What you will do :: Output the lines below unchanged, beginning with the line containing "Can you find the coastline?" and continuing through the line containing "786], [406, 739]]", with both of those included.

Excerpt from a dataset:
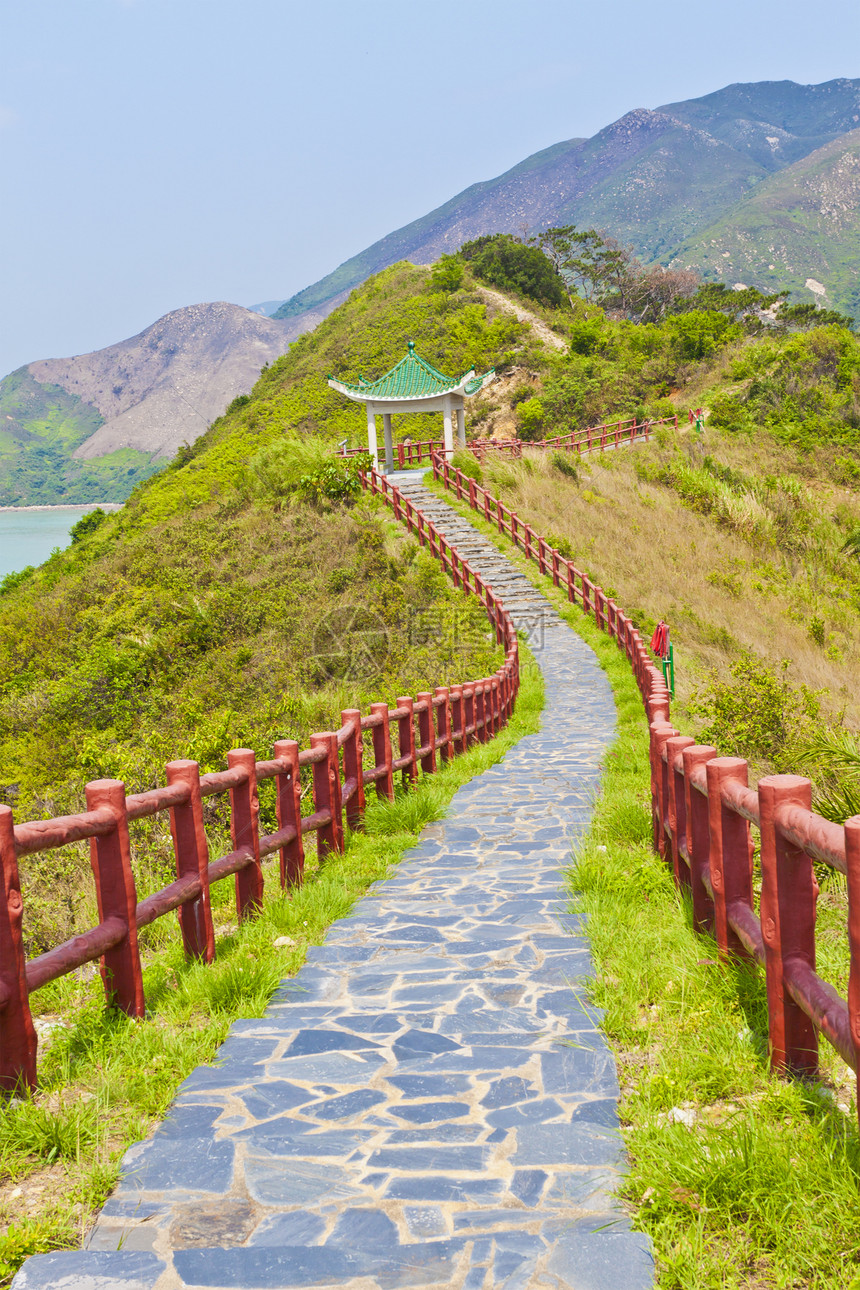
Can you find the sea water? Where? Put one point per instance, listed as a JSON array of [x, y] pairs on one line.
[[29, 535]]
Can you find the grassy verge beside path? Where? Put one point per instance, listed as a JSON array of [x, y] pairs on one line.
[[105, 1080], [740, 1179]]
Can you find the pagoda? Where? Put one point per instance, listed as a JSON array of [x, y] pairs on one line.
[[413, 385]]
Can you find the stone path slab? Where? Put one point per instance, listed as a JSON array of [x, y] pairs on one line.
[[430, 1102]]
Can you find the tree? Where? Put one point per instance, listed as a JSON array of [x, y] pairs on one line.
[[583, 259], [506, 262], [600, 270], [446, 274]]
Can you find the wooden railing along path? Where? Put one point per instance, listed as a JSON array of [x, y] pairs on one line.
[[702, 808], [593, 439], [428, 726]]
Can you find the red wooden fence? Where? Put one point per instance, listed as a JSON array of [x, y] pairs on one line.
[[702, 809], [589, 440], [449, 721]]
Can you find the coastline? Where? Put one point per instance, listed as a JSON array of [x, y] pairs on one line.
[[67, 506]]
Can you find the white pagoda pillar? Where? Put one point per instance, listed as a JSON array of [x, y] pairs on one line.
[[390, 445], [371, 436], [449, 428]]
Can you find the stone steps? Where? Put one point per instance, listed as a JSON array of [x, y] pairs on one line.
[[430, 1102]]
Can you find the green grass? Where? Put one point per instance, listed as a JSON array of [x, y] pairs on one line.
[[105, 1079], [762, 1190]]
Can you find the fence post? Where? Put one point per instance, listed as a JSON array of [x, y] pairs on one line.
[[382, 751], [244, 826], [468, 715], [660, 732], [326, 793], [111, 861], [698, 837], [17, 1032], [457, 719], [352, 766], [730, 858], [444, 723], [789, 894], [427, 733], [191, 850], [677, 808], [288, 786], [406, 739]]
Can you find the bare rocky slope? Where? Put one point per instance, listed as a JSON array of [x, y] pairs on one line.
[[165, 386], [89, 428], [653, 178]]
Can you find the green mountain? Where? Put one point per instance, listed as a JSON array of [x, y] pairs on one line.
[[90, 427], [206, 614], [40, 428], [653, 178], [798, 230]]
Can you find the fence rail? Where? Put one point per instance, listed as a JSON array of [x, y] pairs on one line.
[[428, 728], [588, 440], [702, 809]]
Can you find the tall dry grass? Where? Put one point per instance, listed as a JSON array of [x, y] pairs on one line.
[[742, 575]]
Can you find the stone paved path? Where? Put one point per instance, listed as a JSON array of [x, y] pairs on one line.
[[431, 1101]]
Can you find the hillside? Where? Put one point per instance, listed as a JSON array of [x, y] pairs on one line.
[[214, 612], [89, 428], [800, 230], [653, 178]]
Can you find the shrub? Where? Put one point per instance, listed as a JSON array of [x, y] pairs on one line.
[[88, 524], [446, 274], [531, 418], [506, 262], [307, 468]]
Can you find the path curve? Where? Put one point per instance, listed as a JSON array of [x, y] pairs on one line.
[[430, 1102]]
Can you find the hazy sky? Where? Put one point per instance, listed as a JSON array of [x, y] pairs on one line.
[[161, 152]]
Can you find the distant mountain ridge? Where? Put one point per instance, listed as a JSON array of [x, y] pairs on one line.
[[654, 178], [756, 183], [90, 427]]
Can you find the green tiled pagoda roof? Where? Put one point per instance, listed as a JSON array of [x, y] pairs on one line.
[[411, 378]]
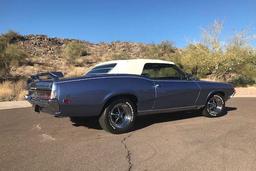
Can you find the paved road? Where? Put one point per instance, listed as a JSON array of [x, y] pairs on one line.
[[180, 141]]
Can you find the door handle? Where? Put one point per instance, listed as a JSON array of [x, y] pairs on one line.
[[156, 85]]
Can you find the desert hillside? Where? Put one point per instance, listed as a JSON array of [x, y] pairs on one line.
[[74, 57], [24, 55]]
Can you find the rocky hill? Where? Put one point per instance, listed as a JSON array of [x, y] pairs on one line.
[[47, 54]]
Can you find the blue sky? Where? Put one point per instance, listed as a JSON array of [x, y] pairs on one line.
[[148, 21]]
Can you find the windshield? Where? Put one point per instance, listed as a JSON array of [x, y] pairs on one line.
[[102, 69]]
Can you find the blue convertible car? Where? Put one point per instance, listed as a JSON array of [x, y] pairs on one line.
[[118, 91]]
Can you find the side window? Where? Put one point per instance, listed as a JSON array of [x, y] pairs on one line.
[[102, 69], [162, 71]]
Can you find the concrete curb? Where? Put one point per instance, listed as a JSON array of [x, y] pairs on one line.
[[24, 104]]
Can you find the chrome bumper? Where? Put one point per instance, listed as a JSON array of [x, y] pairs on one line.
[[50, 106]]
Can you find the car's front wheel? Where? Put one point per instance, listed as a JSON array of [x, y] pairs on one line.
[[215, 106], [118, 116]]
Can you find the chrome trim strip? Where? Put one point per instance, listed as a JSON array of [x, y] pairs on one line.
[[170, 109]]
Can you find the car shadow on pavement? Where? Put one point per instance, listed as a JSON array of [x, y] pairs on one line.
[[142, 121]]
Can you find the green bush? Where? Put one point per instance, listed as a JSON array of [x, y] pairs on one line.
[[242, 81], [10, 55]]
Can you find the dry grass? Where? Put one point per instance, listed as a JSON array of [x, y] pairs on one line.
[[12, 90]]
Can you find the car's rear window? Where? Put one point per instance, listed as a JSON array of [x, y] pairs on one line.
[[102, 69]]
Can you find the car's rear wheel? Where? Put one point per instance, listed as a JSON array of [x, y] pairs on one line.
[[215, 106], [118, 116]]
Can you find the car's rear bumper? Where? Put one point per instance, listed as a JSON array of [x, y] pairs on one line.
[[50, 106]]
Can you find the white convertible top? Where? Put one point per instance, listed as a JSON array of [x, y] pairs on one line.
[[131, 66]]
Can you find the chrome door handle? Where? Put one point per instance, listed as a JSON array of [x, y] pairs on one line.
[[156, 85]]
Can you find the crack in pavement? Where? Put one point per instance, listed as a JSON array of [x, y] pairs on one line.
[[128, 155]]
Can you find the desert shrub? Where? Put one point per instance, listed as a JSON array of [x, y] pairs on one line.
[[12, 90], [74, 50], [7, 91], [242, 81], [12, 37], [234, 61], [198, 60], [10, 55]]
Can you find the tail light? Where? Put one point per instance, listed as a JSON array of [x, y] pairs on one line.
[[53, 92]]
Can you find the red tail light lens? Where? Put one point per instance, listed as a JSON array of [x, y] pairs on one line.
[[67, 101]]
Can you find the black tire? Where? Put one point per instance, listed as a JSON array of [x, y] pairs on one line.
[[216, 110], [118, 116]]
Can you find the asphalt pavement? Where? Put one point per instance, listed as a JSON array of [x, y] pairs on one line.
[[177, 141]]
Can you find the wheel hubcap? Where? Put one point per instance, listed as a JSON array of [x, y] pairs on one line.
[[215, 105], [121, 115]]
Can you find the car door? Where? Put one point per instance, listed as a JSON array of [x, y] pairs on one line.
[[172, 89]]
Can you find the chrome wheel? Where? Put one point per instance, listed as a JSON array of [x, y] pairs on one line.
[[215, 105], [121, 115]]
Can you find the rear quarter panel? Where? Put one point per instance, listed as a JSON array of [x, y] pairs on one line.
[[207, 88], [88, 96]]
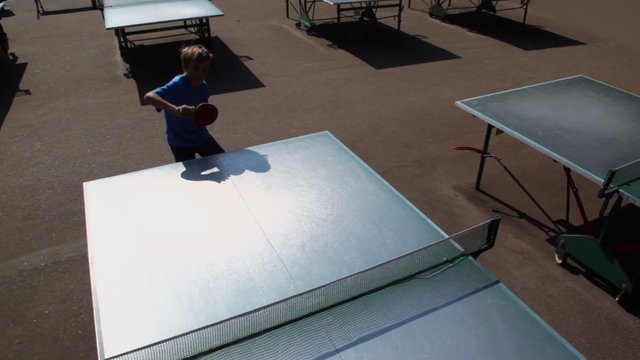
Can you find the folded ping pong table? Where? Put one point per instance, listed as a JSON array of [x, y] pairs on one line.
[[589, 127], [151, 16], [443, 8], [236, 255], [362, 10]]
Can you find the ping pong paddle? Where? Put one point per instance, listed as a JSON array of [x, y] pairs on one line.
[[205, 114]]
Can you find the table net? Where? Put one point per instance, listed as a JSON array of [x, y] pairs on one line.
[[470, 242]]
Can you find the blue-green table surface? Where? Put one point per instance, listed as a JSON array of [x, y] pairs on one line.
[[585, 124], [178, 247]]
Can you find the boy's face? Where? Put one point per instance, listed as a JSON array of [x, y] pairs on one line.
[[196, 71]]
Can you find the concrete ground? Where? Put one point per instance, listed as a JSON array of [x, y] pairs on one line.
[[389, 97]]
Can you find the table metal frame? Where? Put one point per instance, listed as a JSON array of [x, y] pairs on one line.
[[591, 250], [196, 25], [357, 9], [442, 8]]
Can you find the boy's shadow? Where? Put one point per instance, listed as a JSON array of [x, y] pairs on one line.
[[221, 167]]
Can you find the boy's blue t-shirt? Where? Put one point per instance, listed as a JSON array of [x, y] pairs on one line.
[[183, 131]]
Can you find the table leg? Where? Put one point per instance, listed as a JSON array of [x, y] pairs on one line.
[[485, 149]]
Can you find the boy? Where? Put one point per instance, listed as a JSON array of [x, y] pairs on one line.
[[178, 98]]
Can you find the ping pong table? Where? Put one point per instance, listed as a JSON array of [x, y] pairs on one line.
[[41, 11], [151, 16], [443, 8], [362, 10], [589, 127], [258, 254]]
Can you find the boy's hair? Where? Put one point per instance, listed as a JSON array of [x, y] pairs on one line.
[[195, 53]]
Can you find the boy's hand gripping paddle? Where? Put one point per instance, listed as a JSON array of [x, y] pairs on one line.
[[205, 114]]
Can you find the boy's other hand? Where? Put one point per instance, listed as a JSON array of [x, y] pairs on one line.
[[185, 110]]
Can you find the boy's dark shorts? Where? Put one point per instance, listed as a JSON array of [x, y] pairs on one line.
[[210, 147]]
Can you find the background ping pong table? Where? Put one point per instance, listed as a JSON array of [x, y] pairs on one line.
[[177, 248], [151, 16], [589, 127], [443, 8], [362, 10]]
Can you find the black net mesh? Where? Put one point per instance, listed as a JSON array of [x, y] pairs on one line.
[[284, 312]]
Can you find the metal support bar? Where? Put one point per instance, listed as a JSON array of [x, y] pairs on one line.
[[485, 149]]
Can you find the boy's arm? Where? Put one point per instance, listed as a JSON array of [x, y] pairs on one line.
[[151, 98]]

Final result ::
Can you find the coastline? Where? Put one point per instance, listed as a JSON array of [x, y] pairs on one line.
[[67, 506]]
Can you find the white pagoda pillar? Where? Put one point per instance, listed as a JSON array of [x, y] pairs on one line.
[[390, 445], [371, 436], [449, 428]]
Can you find the stone steps? Where? Put one point per instance, listed as a JSON array of [x, y] pairs on one line.
[[430, 1102]]
Can you find the green grass? Where? Put one point per instance, listed as a JSON array of [x, y] pairs on one line.
[[105, 1079], [762, 1190]]
Can you find the fence post? Where? Put one point per instance, listed as a JSON array of [x, y] pairs on one line.
[[382, 751], [244, 826], [468, 715], [660, 732], [326, 793], [111, 861], [698, 837], [17, 1032], [457, 719], [352, 766], [730, 858], [444, 723], [789, 894], [427, 733], [191, 850], [677, 808], [288, 786], [406, 739]]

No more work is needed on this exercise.